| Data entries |
----------

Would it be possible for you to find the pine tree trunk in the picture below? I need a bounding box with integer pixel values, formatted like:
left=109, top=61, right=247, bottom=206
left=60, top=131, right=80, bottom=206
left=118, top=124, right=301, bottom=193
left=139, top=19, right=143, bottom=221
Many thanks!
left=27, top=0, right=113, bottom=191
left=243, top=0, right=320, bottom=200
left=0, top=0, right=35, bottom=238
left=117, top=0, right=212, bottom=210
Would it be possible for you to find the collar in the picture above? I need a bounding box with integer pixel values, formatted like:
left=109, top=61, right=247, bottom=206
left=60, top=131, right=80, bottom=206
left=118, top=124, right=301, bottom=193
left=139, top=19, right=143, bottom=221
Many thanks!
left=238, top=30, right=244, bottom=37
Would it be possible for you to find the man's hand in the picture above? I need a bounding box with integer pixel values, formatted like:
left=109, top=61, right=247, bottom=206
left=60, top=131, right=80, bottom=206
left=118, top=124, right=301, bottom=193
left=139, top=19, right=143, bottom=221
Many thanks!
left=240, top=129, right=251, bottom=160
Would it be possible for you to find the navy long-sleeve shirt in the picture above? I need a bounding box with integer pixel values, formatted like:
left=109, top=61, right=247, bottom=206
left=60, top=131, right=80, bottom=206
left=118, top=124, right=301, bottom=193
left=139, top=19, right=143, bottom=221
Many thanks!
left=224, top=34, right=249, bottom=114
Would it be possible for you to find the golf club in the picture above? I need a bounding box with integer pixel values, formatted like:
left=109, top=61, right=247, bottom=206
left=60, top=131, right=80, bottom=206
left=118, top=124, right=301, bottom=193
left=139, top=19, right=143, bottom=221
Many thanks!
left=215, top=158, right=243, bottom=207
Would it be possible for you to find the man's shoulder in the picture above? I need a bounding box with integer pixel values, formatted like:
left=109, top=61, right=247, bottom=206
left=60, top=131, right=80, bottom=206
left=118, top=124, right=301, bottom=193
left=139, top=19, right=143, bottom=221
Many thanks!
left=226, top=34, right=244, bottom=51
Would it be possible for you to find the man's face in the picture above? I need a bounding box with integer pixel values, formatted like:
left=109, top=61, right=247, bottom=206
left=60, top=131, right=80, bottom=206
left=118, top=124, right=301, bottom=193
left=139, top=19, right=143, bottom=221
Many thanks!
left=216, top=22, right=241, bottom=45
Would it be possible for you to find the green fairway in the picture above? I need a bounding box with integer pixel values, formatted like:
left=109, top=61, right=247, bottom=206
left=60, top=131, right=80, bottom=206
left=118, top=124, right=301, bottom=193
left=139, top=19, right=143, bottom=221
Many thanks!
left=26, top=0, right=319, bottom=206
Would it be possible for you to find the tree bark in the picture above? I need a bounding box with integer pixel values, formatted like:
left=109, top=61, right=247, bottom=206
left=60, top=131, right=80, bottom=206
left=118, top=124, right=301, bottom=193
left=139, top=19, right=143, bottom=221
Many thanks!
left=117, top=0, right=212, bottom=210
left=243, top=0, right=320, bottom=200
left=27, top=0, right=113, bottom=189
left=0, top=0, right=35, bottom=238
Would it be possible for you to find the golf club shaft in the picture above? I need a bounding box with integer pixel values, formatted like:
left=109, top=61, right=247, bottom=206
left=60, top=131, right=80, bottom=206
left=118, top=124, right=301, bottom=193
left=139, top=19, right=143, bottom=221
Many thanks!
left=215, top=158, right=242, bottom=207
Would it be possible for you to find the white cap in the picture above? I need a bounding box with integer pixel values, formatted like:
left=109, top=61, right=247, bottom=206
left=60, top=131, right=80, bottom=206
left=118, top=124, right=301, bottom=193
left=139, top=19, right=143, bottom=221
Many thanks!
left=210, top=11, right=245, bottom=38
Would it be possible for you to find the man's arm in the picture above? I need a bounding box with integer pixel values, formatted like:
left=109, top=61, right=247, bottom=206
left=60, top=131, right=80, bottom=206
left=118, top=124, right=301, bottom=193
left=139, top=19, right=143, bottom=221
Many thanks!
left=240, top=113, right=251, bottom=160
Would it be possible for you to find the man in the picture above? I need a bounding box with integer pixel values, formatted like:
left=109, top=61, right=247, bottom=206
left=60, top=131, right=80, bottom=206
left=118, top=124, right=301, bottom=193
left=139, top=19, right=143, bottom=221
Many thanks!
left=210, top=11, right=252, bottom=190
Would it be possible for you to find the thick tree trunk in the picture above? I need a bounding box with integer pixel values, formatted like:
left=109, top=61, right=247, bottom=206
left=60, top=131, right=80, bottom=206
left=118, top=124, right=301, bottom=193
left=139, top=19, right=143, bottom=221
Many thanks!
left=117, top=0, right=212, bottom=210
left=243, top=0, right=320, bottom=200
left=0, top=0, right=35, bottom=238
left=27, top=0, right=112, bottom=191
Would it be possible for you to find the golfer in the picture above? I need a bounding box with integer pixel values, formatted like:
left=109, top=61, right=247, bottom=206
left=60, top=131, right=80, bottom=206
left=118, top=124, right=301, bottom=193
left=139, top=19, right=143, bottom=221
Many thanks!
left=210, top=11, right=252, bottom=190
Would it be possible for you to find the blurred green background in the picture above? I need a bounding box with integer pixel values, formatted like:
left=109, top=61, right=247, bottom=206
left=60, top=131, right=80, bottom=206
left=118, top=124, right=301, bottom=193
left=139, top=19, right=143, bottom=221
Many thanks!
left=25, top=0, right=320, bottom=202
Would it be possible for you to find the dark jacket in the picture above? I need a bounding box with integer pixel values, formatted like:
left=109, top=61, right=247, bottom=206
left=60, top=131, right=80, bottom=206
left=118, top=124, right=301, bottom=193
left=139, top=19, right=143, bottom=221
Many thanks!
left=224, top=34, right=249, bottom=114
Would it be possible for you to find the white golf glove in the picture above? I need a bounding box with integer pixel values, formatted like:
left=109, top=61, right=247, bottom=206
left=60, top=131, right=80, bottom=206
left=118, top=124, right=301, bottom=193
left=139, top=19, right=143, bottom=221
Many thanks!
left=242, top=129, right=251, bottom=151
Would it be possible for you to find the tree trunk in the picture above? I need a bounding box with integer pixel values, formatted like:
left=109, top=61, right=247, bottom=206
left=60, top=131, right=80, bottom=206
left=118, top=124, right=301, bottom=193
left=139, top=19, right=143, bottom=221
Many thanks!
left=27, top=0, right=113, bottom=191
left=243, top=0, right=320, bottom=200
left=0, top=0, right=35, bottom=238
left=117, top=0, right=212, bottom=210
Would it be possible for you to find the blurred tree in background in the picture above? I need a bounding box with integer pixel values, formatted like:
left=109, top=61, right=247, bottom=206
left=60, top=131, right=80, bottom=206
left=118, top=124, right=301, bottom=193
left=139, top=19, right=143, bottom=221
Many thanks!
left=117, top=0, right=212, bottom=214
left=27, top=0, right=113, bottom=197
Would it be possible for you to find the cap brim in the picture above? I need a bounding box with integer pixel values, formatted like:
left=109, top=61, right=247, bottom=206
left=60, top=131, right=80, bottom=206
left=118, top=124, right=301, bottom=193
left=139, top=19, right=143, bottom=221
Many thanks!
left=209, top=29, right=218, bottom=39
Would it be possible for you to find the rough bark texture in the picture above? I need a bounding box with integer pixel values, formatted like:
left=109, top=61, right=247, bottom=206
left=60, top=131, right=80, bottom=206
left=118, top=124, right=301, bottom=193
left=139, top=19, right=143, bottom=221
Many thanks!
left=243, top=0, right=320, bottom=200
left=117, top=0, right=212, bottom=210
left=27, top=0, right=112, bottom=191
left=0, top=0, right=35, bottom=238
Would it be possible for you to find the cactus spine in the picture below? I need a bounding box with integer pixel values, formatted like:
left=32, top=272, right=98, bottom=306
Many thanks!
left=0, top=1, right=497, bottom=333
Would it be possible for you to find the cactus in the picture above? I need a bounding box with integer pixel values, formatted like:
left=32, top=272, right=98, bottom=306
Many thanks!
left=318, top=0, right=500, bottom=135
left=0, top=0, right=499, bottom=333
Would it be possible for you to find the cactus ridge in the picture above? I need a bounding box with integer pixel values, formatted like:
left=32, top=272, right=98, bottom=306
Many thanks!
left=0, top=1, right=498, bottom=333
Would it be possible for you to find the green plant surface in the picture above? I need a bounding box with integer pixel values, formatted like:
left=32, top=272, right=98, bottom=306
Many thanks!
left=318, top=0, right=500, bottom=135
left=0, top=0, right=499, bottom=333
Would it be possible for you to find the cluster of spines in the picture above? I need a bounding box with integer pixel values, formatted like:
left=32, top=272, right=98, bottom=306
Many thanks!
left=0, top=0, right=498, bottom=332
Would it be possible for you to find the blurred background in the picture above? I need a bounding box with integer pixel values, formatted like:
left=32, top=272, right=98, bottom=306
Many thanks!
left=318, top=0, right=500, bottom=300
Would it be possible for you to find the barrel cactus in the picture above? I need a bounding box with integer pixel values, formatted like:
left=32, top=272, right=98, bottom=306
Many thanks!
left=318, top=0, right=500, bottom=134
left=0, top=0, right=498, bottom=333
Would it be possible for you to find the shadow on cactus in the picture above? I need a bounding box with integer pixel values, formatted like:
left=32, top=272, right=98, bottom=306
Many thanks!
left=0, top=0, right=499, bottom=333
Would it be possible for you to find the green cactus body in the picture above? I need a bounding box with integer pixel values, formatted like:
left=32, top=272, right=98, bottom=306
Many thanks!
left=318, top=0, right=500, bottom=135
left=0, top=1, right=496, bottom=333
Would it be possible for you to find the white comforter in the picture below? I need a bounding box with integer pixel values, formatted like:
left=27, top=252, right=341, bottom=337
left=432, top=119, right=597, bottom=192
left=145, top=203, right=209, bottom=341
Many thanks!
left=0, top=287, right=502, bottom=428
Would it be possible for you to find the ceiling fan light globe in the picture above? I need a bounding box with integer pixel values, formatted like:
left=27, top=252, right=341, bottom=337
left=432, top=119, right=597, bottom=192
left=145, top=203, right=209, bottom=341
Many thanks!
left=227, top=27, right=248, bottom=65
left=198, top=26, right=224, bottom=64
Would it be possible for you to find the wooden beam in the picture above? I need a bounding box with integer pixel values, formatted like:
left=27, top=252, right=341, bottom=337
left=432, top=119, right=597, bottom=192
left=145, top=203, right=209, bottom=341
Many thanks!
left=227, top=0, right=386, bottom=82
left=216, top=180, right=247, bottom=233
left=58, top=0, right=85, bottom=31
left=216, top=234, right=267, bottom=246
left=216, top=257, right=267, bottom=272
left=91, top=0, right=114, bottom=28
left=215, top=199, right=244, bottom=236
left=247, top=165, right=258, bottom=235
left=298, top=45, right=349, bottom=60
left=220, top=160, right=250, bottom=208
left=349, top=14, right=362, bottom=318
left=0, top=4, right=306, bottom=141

----------

| Exercise prompt |
Put the lines of the material from the line containing "Would it be possible for you to find the man's hand" up to and including the line containing "left=240, top=129, right=251, bottom=160" into a numbered list, omitting any blank lines.

| Finished answer |
1. Would it be possible for you to find the man's hand in the picture above? I need a bounding box with integer pixel values, formatted like:
2. left=109, top=61, right=247, bottom=206
3. left=60, top=131, right=80, bottom=206
4. left=118, top=124, right=301, bottom=193
5. left=139, top=19, right=143, bottom=221
6. Many thanks!
7. left=240, top=129, right=251, bottom=160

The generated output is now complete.